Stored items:
- - - -

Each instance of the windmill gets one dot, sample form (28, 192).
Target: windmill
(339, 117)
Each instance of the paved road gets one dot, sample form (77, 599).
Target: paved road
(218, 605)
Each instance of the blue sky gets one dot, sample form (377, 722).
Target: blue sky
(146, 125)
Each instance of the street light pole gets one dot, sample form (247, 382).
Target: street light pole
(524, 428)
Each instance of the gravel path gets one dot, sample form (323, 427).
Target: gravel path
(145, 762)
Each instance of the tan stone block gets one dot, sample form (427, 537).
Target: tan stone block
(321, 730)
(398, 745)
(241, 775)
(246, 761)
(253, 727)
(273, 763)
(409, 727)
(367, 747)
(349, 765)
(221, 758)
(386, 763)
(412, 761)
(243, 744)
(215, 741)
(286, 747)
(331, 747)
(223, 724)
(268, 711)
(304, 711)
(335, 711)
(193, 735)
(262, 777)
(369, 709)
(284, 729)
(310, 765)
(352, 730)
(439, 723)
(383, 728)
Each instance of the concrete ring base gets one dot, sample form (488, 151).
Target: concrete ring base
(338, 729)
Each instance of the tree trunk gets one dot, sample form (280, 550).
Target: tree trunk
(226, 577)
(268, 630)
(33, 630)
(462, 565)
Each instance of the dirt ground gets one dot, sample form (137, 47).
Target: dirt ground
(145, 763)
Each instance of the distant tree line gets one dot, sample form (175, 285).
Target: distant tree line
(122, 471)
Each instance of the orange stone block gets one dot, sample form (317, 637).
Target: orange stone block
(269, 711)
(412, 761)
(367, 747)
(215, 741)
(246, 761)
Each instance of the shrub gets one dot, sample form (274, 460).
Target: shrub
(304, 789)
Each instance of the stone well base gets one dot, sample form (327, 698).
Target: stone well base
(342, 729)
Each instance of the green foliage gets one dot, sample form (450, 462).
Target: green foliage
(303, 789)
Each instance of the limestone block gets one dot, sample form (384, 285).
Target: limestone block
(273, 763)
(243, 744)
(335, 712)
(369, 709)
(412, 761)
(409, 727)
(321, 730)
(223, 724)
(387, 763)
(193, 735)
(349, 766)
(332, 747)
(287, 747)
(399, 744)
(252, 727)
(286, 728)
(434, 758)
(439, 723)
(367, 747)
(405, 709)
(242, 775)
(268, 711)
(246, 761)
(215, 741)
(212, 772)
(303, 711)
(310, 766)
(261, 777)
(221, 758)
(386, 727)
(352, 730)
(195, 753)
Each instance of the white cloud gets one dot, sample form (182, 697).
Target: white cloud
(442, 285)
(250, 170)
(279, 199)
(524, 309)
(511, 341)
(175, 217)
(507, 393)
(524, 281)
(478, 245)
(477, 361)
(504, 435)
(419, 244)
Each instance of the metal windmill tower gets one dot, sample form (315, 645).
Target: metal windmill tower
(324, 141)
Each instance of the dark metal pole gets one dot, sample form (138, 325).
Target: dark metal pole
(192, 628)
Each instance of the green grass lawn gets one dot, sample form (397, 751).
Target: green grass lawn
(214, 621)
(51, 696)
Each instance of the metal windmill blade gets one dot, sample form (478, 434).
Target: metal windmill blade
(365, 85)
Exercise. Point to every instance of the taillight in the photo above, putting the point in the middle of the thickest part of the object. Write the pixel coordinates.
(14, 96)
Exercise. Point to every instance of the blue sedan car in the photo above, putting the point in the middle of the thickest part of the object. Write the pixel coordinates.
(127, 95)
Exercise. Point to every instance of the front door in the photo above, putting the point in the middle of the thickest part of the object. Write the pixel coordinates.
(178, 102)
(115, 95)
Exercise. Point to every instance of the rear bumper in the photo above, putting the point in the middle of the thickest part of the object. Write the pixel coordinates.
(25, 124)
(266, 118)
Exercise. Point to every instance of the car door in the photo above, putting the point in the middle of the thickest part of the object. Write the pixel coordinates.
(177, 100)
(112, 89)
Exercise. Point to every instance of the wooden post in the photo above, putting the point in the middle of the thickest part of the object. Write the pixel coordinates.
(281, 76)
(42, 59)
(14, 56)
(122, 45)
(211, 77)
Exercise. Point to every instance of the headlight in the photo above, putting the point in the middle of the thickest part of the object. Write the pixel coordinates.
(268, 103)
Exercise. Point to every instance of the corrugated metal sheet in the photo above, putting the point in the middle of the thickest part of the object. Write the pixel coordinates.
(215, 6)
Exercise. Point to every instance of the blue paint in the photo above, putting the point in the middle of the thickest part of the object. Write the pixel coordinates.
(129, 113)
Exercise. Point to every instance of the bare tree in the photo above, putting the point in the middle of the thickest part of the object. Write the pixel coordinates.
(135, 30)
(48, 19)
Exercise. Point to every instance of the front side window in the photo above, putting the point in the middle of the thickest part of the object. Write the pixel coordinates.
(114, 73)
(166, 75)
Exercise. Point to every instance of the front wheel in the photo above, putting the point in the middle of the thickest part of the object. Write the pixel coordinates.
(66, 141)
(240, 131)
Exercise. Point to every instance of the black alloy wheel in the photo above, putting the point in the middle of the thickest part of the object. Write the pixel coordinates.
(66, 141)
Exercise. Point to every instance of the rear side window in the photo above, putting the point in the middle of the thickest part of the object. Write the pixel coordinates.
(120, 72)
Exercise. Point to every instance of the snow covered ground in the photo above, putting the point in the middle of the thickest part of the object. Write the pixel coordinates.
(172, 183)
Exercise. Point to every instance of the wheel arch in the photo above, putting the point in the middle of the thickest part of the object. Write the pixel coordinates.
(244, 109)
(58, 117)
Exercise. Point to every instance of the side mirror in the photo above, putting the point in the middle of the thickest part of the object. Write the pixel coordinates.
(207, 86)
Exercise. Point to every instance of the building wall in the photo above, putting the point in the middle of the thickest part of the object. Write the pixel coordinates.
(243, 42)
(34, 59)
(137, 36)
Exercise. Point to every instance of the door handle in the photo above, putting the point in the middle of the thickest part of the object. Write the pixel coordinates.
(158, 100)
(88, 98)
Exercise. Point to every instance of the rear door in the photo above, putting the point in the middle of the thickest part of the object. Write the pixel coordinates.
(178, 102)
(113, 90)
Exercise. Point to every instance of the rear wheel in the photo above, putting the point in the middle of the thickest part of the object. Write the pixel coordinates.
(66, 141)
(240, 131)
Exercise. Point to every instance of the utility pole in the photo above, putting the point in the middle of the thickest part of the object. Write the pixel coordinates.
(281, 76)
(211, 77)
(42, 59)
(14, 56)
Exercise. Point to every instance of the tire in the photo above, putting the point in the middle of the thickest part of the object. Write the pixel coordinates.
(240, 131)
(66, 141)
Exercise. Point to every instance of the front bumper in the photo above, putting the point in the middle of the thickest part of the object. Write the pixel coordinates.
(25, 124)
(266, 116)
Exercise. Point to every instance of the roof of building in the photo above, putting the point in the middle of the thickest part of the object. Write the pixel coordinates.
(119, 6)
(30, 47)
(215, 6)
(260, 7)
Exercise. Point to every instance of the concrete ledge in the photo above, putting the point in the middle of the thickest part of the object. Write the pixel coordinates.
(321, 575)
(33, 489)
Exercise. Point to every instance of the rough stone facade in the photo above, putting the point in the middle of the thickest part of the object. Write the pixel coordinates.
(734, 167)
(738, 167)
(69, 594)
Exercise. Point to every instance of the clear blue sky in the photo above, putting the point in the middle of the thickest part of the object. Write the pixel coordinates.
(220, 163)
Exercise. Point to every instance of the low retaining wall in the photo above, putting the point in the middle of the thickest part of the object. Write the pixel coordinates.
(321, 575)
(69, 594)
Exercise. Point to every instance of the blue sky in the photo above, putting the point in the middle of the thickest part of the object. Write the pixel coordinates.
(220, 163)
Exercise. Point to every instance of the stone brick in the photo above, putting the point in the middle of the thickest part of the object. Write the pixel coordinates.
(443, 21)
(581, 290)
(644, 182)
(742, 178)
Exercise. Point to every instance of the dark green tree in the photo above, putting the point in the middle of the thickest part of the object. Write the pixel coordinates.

- - - -

REQUIRED ACTION:
Retype exactly the lines above, from the one with "Target: dirt ground" through the one with "Each instance of the limestone", inclusive.

RESPONSE FOR THIS EXERCISE:
Target: dirt ground
(145, 763)
Each instance of the distant tree line gets one dot, sample form (175, 285).
Target: distant tree line
(122, 471)
Each instance of the orange stone block gets one dot, sample form (317, 637).
Target: orange stone block
(269, 711)
(412, 761)
(367, 747)
(215, 741)
(246, 761)
Each instance of the shrub gets one dot, sample form (274, 460).
Target: shrub
(304, 789)
Each instance of the stone well base gets one dot, sample form (327, 698).
Target: stone well base
(342, 729)
Each instance of the green foliage gets one dot, sample form (450, 462).
Target: green foliage
(303, 789)
Each instance of the limestone block gets one dot, sample form (384, 285).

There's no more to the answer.